Output all the material that follows, exactly as given.

◆ ◆ ◆ ◆ ◆

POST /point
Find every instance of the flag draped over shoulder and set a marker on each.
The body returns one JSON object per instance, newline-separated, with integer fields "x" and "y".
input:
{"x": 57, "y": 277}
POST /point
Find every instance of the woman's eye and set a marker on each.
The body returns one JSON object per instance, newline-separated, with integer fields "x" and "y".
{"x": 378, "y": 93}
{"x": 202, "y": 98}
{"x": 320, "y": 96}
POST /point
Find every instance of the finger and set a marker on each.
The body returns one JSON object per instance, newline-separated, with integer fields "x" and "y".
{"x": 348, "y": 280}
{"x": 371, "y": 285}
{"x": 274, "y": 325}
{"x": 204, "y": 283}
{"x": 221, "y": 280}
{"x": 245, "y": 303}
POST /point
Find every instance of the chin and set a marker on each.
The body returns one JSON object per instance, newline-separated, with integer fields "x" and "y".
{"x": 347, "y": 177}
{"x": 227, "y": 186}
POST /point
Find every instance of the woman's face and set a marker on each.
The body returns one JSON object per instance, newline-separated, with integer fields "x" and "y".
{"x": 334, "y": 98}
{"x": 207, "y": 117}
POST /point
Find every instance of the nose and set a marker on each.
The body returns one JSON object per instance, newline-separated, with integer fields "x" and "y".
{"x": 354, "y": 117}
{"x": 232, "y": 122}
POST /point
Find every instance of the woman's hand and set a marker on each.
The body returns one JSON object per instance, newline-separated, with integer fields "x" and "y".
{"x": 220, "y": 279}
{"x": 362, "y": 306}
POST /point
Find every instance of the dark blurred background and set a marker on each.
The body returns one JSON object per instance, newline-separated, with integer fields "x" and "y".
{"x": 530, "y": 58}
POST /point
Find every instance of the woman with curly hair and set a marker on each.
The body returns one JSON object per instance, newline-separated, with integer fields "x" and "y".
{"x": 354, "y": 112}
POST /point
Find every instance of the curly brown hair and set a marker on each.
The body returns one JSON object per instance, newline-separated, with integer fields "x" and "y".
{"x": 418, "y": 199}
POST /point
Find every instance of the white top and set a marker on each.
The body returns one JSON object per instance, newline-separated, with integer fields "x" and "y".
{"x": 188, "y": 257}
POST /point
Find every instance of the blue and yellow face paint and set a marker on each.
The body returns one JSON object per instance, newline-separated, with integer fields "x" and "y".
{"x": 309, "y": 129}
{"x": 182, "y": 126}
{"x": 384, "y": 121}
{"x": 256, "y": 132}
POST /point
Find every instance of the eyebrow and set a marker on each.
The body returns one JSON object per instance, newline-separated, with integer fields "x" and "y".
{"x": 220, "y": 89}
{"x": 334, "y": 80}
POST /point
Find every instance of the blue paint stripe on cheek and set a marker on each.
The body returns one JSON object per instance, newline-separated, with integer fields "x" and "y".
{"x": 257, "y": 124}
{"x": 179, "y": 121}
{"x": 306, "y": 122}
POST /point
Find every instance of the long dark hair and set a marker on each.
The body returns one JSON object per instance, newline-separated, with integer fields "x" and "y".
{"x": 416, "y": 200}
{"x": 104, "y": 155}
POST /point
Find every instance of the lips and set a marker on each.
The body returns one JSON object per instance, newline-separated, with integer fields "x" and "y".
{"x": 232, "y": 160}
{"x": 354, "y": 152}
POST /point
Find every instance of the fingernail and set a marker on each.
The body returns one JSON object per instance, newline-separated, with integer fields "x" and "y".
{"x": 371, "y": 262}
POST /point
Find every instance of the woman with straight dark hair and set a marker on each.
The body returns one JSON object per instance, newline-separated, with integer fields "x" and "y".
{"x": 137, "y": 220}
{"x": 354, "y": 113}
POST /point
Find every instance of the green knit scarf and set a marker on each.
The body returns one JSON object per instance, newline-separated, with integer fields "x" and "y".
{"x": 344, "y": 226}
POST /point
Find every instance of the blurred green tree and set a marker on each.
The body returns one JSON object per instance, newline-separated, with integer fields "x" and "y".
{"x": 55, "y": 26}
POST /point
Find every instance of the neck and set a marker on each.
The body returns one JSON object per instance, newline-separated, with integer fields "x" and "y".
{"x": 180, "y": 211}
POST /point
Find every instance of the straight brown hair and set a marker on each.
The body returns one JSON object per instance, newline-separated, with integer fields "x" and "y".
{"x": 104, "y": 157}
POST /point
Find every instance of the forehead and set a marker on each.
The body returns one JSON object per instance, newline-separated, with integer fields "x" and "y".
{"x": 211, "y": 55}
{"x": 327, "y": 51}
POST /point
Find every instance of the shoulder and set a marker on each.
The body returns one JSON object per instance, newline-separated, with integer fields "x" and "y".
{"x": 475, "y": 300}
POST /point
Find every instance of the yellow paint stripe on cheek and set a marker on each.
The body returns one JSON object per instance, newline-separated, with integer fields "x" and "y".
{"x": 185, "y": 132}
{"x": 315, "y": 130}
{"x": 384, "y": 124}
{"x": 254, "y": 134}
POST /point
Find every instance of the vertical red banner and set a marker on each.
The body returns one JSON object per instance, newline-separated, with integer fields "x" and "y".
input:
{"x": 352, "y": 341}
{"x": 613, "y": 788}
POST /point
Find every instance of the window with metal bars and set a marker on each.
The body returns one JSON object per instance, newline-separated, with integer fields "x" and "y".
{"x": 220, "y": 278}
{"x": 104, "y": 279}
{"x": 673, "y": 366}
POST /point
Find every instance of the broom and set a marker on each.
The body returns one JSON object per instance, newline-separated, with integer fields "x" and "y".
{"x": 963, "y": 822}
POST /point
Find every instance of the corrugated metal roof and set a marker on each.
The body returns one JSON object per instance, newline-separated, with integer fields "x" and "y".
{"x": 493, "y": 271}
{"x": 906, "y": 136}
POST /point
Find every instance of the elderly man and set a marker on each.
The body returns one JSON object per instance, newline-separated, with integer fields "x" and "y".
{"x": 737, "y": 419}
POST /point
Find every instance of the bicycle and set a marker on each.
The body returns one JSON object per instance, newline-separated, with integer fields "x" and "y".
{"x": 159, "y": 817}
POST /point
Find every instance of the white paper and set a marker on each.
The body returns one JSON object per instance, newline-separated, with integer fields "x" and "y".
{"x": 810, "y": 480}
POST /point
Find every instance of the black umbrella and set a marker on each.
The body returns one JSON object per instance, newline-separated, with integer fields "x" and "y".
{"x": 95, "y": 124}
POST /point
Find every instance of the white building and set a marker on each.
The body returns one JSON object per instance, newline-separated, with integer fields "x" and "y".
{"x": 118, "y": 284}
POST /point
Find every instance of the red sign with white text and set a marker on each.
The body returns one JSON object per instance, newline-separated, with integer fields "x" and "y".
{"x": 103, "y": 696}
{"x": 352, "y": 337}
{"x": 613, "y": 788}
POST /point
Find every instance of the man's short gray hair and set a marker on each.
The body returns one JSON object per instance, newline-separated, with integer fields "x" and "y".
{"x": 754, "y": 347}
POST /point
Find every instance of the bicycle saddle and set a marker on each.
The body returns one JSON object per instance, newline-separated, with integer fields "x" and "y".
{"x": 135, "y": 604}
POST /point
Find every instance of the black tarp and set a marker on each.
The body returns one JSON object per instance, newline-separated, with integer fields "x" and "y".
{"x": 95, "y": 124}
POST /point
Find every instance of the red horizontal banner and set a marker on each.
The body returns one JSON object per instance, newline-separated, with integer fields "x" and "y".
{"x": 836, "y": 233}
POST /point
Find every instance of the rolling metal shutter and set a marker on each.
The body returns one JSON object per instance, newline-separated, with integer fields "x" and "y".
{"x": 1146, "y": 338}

◆ ◆ ◆ ◆ ◆

Response to this exercise
POST /point
Find every instance of the flag draped over shoulder and set a marker on each.
The body returns one JSON object per instance, newline-separated, with integer fields "x" and "y".
input:
{"x": 57, "y": 277}
POST /point
Find every instance of the woman's eye and set a marker on each.
The body returns one JSON object per instance, newline-separated, with integer fields "x" and "y".
{"x": 378, "y": 93}
{"x": 202, "y": 98}
{"x": 320, "y": 96}
POST /point
Find every instance of the finger and set a marker on each.
The body returns one JSON object per instance, newline-separated, with integer fields "x" and "y".
{"x": 348, "y": 280}
{"x": 371, "y": 285}
{"x": 274, "y": 325}
{"x": 204, "y": 283}
{"x": 221, "y": 280}
{"x": 245, "y": 303}
POST /point
Find every instance of the chin and set a marker on each.
The body returns one JSON object per instance, newline-separated, with integer fields "x" and "y".
{"x": 347, "y": 177}
{"x": 227, "y": 186}
POST /point
Find every instance of the woman's face and set a marker on each.
The body returns one JSON object per instance, newline-separated, with integer fields "x" and "y".
{"x": 334, "y": 98}
{"x": 207, "y": 117}
POST /point
Find every instance of the nose and set a marker on each.
The body returns one JSON object per instance, newline-separated, with integer fields "x" and "y".
{"x": 354, "y": 117}
{"x": 232, "y": 122}
POST /point
Find every instance of the woman's hand and set a marker on each.
The body returns one JSON object per instance, newline-separated, with integer fields "x" and "y".
{"x": 220, "y": 279}
{"x": 362, "y": 306}
POST /point
Find every instance of the dark blurred background and set a marker on each.
The body returns one JSON object per instance, newline-separated, with integer fields "x" and "y".
{"x": 530, "y": 58}
POST /point
Find every instance of the woman with curly hair and set a marker on each.
The body returns one JSON object per instance, newline-separated, with integer fields "x" and "y".
{"x": 354, "y": 112}
POST /point
Find every instance of the curly brown hair and set a marker on each.
The body returns one JSON object per instance, newline-separated, with integer fields "x" and "y".
{"x": 418, "y": 199}
POST /point
Find every instance of the white top and set a marker on each.
The body returns one JSON object per instance, newline-separated, with integer fields "x" and "y".
{"x": 188, "y": 257}
POST /point
Find every instance of the blue and yellow face paint and set a marker on each.
The body returns one JSON object per instance, newline-separated, with integer fields "x" and "y".
{"x": 309, "y": 129}
{"x": 182, "y": 126}
{"x": 384, "y": 121}
{"x": 256, "y": 132}
POST /point
Find every instance of the eyebrow and set a marker on each.
The body returns one JSON object per instance, newline-separated, with integer fields "x" and "y".
{"x": 220, "y": 89}
{"x": 334, "y": 80}
POST /point
Find every instance of the blue paint stripe on cheek and set a marker on each.
The body returns one JSON object per instance, newline-separated, with integer fields "x" and "y".
{"x": 257, "y": 124}
{"x": 179, "y": 121}
{"x": 306, "y": 122}
POST /point
Find every instance of the long dark hair and set a marker on each.
The body returns one JSON object per instance, newline-separated, with integer fields "x" and "y".
{"x": 416, "y": 200}
{"x": 104, "y": 155}
POST /point
Find every instance of the lips and set a marker on each.
The body returns one JSON object per instance, newline-separated, with integer fields "x" and "y".
{"x": 232, "y": 160}
{"x": 354, "y": 152}
POST /point
Find every instance of the fingernail and set a marker on each.
The body returns one JSON object per instance, newline-separated, with integer fields "x" and "y".
{"x": 371, "y": 262}
POST /point
Find every instance of the woman with straight dark hair and set a marker on each.
The body returns one JSON object per instance, newline-separated, with integer fields "x" and "y".
{"x": 137, "y": 220}
{"x": 354, "y": 113}
POST /point
Find every instance of the green knit scarf and set a marker on each.
The body returns one JSON object per instance, newline-separated, with integer fields "x" and "y".
{"x": 344, "y": 226}
POST /point
Find every instance of the blurred green tree and set a marker on each.
The body returns one JSON object per instance, newline-separated, with integer fields "x" and "y".
{"x": 55, "y": 26}
POST /point
Find every instance of the neck and set a marker on each.
The body returns one JSON object per instance, newline-separated, with integer fields "x" and "y".
{"x": 180, "y": 211}
POST /point
Find every instance of the straight brown hair and set a marker on each.
The body returns one JSON object per instance, newline-separated, with integer fields "x" and "y".
{"x": 104, "y": 157}
POST /point
Find every instance of the forehead and set a marker on each.
The body returns one JSON object per instance, newline-separated, with integer fields "x" and "y".
{"x": 211, "y": 55}
{"x": 327, "y": 51}
POST /point
Find every instance of the shoulder and set a marker on each.
The body returns one JSON object per instance, newline-separated, with integer fields "x" and "y".
{"x": 475, "y": 300}
POST /point
Find every instance of the yellow paint stripe on cheek and set a marker on each.
The body returns one JSON object per instance, newline-separated, with integer fields "x" and "y".
{"x": 185, "y": 132}
{"x": 315, "y": 130}
{"x": 384, "y": 124}
{"x": 254, "y": 134}
POST /point
Find every instance of the vertical red banner and set a marker on each.
The body returns one JSON object per instance, newline-separated, with integer fields "x" and "y".
input:
{"x": 352, "y": 341}
{"x": 613, "y": 788}
POST /point
Find every instance of the window with metal bars and set a marker on each.
The body returns one JSON object per instance, newline-separated, with integer fields "x" and "y".
{"x": 220, "y": 278}
{"x": 104, "y": 279}
{"x": 673, "y": 366}
POST /point
Find every instance of the broom and set a marker on each.
The body returns one JSON object per instance, newline-separated, with integer fields "x" and "y".
{"x": 963, "y": 822}
POST /point
Find every instance of the corrugated metal roof and set a marker on each.
The body returns one JSON object per instance, newline-separated, with integer fields "x" and "y".
{"x": 493, "y": 271}
{"x": 906, "y": 136}
POST /point
Find every instance of the elderly man and set a marker on each.
The body returns one JSON object per instance, newline-separated, with integer fields "x" and "y".
{"x": 737, "y": 419}
POST /point
Find every instance of the bicycle and set a marker on each.
The body returns one JSON object per instance, newline-separated, with integer fields "x" and "y".
{"x": 159, "y": 817}
POST /point
Find every instance of the white paper and set a marker on each.
The body returns one JSON object per instance, newline-separated, with integer fields "x" and "y".
{"x": 810, "y": 480}
POST /point
Find every instance of the black umbrella and set a marker on each.
The body returns one JSON object per instance, newline-separated, with integer fields "x" and "y".
{"x": 95, "y": 124}
POST /point
Find every instance of the white building and set a marker on each.
The body returns one JSON object per instance, newline-separated, with integer fields "x" and "y".
{"x": 118, "y": 284}
POST /point
Find every instance of the red sign with white text and set a marker on each.
The body returns one JSON object per instance, newline-separated, with integer fields "x" and "y".
{"x": 103, "y": 696}
{"x": 352, "y": 337}
{"x": 613, "y": 788}
POST /point
Find every instance of the man's short gray hair and set a marker on each.
The body returns one JSON object per instance, newline-separated, with integer fields "x" and "y".
{"x": 754, "y": 347}
POST /point
Find every instance of the bicycle saddle and set a marker on each.
The body returns one JSON object per instance, newline-separated, with integer fields "x" and "y".
{"x": 135, "y": 604}
POST /point
Find every instance of the black tarp and set a marker on each.
The body returns one JSON object per instance, newline-separated, with integer fields "x" and "y".
{"x": 95, "y": 124}
POST /point
Find every instance of the red horizontal banner and set a marker on each.
The body returns one JSON object per instance, newline-separated, with integer fields "x" and "y".
{"x": 836, "y": 233}
POST /point
Find every instance of the rolling metal shutter and set a marker on each.
The body returns one JSON object per instance, newline-separated, with integer fields "x" and "y".
{"x": 1146, "y": 338}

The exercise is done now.